GIVEN INSTRUCTION: Would you restate all the data that follows, word for word?

(Point labeling dataset excerpts)
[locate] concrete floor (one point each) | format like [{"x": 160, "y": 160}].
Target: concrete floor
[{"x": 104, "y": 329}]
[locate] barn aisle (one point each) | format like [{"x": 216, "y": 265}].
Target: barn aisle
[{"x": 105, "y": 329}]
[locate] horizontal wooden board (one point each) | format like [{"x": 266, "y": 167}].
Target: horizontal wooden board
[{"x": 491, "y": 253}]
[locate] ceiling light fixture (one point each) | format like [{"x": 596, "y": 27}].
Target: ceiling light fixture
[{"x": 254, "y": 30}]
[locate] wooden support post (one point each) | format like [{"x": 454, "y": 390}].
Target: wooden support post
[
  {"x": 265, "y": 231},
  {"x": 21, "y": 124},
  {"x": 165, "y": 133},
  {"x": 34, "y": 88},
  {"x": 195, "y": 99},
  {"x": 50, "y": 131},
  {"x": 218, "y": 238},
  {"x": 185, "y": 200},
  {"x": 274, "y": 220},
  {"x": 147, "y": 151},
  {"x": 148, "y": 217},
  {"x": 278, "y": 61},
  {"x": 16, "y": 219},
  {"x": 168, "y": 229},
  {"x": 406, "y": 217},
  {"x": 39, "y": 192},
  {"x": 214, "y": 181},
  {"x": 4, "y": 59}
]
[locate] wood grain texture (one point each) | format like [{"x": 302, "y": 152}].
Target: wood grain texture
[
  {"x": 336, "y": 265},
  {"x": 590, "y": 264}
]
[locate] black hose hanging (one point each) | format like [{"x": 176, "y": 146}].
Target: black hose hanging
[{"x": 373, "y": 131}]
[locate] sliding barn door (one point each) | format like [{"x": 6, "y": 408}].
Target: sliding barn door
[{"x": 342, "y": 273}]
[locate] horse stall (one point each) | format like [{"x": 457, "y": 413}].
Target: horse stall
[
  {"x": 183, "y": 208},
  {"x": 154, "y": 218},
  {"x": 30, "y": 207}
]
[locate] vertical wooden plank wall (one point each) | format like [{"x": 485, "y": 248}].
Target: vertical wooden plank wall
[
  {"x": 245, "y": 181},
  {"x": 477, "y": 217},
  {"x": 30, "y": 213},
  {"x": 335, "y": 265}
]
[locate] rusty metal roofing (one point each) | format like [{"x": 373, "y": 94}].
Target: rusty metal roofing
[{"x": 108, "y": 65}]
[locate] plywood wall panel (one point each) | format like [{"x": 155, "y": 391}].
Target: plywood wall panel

FINAL ANSWER:
[locate] concrete floor (one point each) | format like [{"x": 160, "y": 160}].
Target: concrete floor
[{"x": 104, "y": 329}]
[locate] barn aisle (one point each) | format like [{"x": 216, "y": 265}].
Target: barn aisle
[{"x": 105, "y": 329}]
[locate] horizontal wooden board (one point each) | format like [{"x": 266, "y": 167}].
Target: horizontal wooden board
[{"x": 491, "y": 253}]
[locate] ceiling light fixture (one point each) | format like [{"x": 596, "y": 27}].
Target: ceiling light fixture
[{"x": 254, "y": 30}]
[locate] wooden support post (one point each) | format like [{"x": 454, "y": 390}].
Target: wooden support post
[
  {"x": 265, "y": 231},
  {"x": 21, "y": 124},
  {"x": 165, "y": 133},
  {"x": 34, "y": 88},
  {"x": 195, "y": 99},
  {"x": 50, "y": 131},
  {"x": 218, "y": 238},
  {"x": 185, "y": 200},
  {"x": 274, "y": 220},
  {"x": 147, "y": 151},
  {"x": 148, "y": 217},
  {"x": 278, "y": 61},
  {"x": 16, "y": 219},
  {"x": 168, "y": 229},
  {"x": 406, "y": 217},
  {"x": 39, "y": 192},
  {"x": 214, "y": 181},
  {"x": 4, "y": 59}
]
[locate] wood grain texture (one point each) | format like [{"x": 302, "y": 152}].
Target: wood grain texture
[
  {"x": 336, "y": 265},
  {"x": 590, "y": 264}
]
[locate] black hose hanging (one point each) | format like [{"x": 176, "y": 146}].
Target: black hose hanging
[{"x": 373, "y": 131}]
[locate] sliding barn door (one point each) | format like [{"x": 6, "y": 408}].
Target: sliding barn door
[{"x": 342, "y": 273}]
[locate] horse stall (one point each) | format like [{"x": 457, "y": 413}].
Target: horse stall
[
  {"x": 183, "y": 208},
  {"x": 154, "y": 218},
  {"x": 30, "y": 207}
]
[locate] vertical wooden plank wall (one point each) | format like [{"x": 485, "y": 248}].
Target: vertical wooden plank wall
[
  {"x": 245, "y": 181},
  {"x": 477, "y": 217},
  {"x": 30, "y": 213},
  {"x": 335, "y": 265}
]
[locate] rusty metal roofing (one point each) | format like [{"x": 373, "y": 94}].
Target: rusty metal roofing
[{"x": 108, "y": 65}]
[locate] plywood wall panel (one point each) | format like [{"x": 155, "y": 391}].
Target: plywood wall panel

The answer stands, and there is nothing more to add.